__Text section__
- - - - - - -

Have you ever heard of Le Sage gravity? It’s an attempt to come up with a mechanical explanation for why massive objects move towards each other. It’s three hundred years old, but some modern scientists think it might still be the best way to think about gravity.
The Le Sage theory is sometimes called the Fatio theory, but not often, because it follows the one immutable law of physics—nothing is named after the person who first came up with it. Nicolas Fatio de Duillier is one of those people whose life could be turned into a mini-series, except none of the watchers would believe it. While still at teenager he corresponded with and then worked with Jean Dominique Cassini. Later, he traveled around Europe, meeting Christiaan Huygens, Jacques Bernoulli, and Edmond Halley. He got into a feud Gottfried Leibniz. In 1687 he uncovered and foiled a plot to assassinate the Prince of Orange. A few years after that, in 1690, he came up with an explanation for why objects seem to move towards each other due to an invisible force.
This theory was not much regarded until it was refined by George-Louis Le Sage, a quiet man who practiced medicine, read philosophy, and tutored aristocratic children in mathematics. Today he’s best remembered for inventing an early telegraph, which had one wire for every letter of the alphabet. His legacy may change if somehow his theory of gravitation works out.
The Fatio-Le Sage theory supposes that the world is full of tiny little particles, none of which we can see. These exert a constant pressure on us from every angle. If we’re floating in space, then the pressure from all those moving particles equalizes just as it would if we were floating in a tank of water. When one object gets close to another object, the objects shade or shelter each other from the particles. This absence of particles, or corpuscles, between the two objects, means that the corpuscles hitting the outside of the two objects would push them together. Since we can’t see the particles, to our eyes it looks like the objects are falling towards each other because of some invisible force.
The idea has its devotees and has been discarded and revived since it was first published. Today, in light of the idea that gravitons govern the gravitational interaction between two objects, some scientists believe that Fatio and Le Sage might have been on to something, even if their ideas have to be modified.

- - - - - - -

__Required work__
a – From the passage on Le Sage gravity, transcribe the stretch from "Have you ever" through "think about gravity.".
b – Name the people the passage on Le Sage gravity says Fatio met while traveling around Europe.
The records that follow come from a separate source and are unrelated to the passage on Le Sage gravity.

__Source information__
- - - - - - -

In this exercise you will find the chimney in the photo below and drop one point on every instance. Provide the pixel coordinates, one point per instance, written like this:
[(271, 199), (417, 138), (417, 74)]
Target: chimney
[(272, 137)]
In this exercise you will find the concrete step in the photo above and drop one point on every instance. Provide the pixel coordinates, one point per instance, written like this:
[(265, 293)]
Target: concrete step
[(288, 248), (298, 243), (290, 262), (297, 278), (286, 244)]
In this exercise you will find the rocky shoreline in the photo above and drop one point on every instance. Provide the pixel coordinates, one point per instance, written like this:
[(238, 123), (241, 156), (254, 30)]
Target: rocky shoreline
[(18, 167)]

- - - - - - -

__Outputs for the tasks__
a –
Have you ever heard of Le Sage gravity? It’s an attempt to come up with a mechanical explanation for why massive objects move towards each other. It’s three hundred years old, but some modern scientists think it might still be the best way to think about gravity.

b – Christiaan Huygens, Jacques Bernoulli, Edmond Halley